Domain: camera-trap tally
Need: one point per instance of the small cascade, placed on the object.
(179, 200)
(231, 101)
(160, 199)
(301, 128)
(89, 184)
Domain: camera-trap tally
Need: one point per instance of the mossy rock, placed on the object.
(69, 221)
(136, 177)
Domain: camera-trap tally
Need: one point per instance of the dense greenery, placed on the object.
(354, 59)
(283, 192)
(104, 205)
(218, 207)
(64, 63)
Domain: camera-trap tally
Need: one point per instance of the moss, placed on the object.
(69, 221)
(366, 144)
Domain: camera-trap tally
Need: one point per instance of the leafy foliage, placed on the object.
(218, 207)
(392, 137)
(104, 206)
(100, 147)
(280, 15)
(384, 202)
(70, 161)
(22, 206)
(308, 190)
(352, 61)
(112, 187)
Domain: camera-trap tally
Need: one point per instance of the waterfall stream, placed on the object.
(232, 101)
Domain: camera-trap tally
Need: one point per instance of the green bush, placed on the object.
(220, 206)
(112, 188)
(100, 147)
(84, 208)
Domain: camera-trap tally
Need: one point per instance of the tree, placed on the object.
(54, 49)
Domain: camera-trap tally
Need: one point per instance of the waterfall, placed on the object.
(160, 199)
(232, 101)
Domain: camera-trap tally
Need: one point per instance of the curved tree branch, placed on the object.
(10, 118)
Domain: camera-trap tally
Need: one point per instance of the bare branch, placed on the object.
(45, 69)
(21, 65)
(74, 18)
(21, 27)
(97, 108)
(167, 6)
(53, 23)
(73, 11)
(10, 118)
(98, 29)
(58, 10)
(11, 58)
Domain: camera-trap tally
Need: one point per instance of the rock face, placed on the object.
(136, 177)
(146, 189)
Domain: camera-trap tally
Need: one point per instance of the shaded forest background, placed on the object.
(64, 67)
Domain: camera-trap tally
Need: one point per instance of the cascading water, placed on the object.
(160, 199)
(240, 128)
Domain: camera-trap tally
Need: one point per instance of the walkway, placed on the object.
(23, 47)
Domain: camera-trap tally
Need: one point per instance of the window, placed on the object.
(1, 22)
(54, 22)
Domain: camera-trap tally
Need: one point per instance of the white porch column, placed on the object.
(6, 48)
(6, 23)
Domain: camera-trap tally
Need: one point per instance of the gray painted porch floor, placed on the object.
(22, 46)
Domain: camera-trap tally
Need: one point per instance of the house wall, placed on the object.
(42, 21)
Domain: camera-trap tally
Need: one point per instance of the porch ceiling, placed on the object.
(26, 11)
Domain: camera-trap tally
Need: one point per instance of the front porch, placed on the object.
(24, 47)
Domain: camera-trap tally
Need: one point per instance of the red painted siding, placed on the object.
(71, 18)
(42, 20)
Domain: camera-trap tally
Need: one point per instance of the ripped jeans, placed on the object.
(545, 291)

::::::::::

EXERCISE TASK -> Quote the whole listing above, leaving nothing out.

WRITTEN REPLY ->
Domain: camera-trap tally
Need: one point per instance of the small cascade, placed on the object.
(179, 200)
(231, 101)
(160, 199)
(301, 128)
(89, 184)
Domain: camera-trap tally
Need: one point per instance of the mossy rock, placed on the object.
(69, 221)
(136, 177)
Domain: camera-trap tally
Need: one point per instance of the dense greenery, placed on the object.
(354, 59)
(283, 192)
(104, 205)
(218, 207)
(64, 63)
Domain: camera-trap tally
Need: one point per instance of the moss, placed on the object.
(69, 221)
(366, 144)
Domain: camera-trap tally
Need: one point per instance of the leafy foliage, placed on the object.
(218, 207)
(392, 137)
(104, 206)
(100, 147)
(280, 15)
(384, 202)
(70, 161)
(22, 206)
(308, 190)
(352, 61)
(112, 187)
Domain: camera-trap tally
Need: one point per instance of the waterfall stream, placed on the object.
(232, 101)
Domain: camera-trap tally
Need: one point per instance of the green bush, placed on the object.
(220, 206)
(112, 188)
(100, 147)
(84, 208)
Domain: camera-trap tally
Need: one point per instance of the tree, placed on the object.
(54, 49)
Domain: camera-trap tally
Need: one point per instance of the waterfall, placed on the object.
(160, 199)
(232, 101)
Domain: camera-trap tally
Need: one point per instance of the curved tree branch, placed on the object.
(10, 118)
Domain: camera-trap tally
Need: one point per instance of the bare branch, placed on the object.
(45, 69)
(21, 65)
(74, 18)
(21, 27)
(97, 108)
(167, 6)
(53, 23)
(73, 11)
(10, 118)
(98, 29)
(58, 10)
(11, 58)
Domain: camera-trap tally
Need: one point per instance of the rock face, placed on the object.
(136, 177)
(146, 189)
Domain: camera-trap tally
Need: one point per instance of the shaded forest background, placed on the object.
(64, 67)
Domain: camera-trap tally
Need: one point per instance of the cascading water, placed on the object.
(160, 199)
(240, 128)
Domain: camera-trap tally
Need: one point per instance of the walkway, placed on the object.
(23, 47)
Domain: camera-trap tally
Need: one point per instance of the window, placed on the object.
(1, 22)
(54, 22)
Domain: camera-trap tally
Need: one point per instance of the white porch column, placed on the object.
(6, 48)
(6, 23)
Domain: camera-trap tally
Need: one point per instance of the gray painted porch floor, placed on the object.
(22, 46)
Domain: camera-trap tally
Need: one point per instance of the house wall, placed on the object.
(42, 21)
Domain: camera-trap tally
Need: one point per instance of the porch ceiling, placed on the object.
(26, 11)
Domain: camera-trap tally
Need: one point per instance of the front porch, placed on the object.
(24, 47)
Domain: camera-trap tally
Need: one point per instance of the red painted siding, placed on the object.
(71, 18)
(42, 20)
Domain: camera-trap tally
Need: one point per instance of the ripped jeans, placed on the object.
(545, 291)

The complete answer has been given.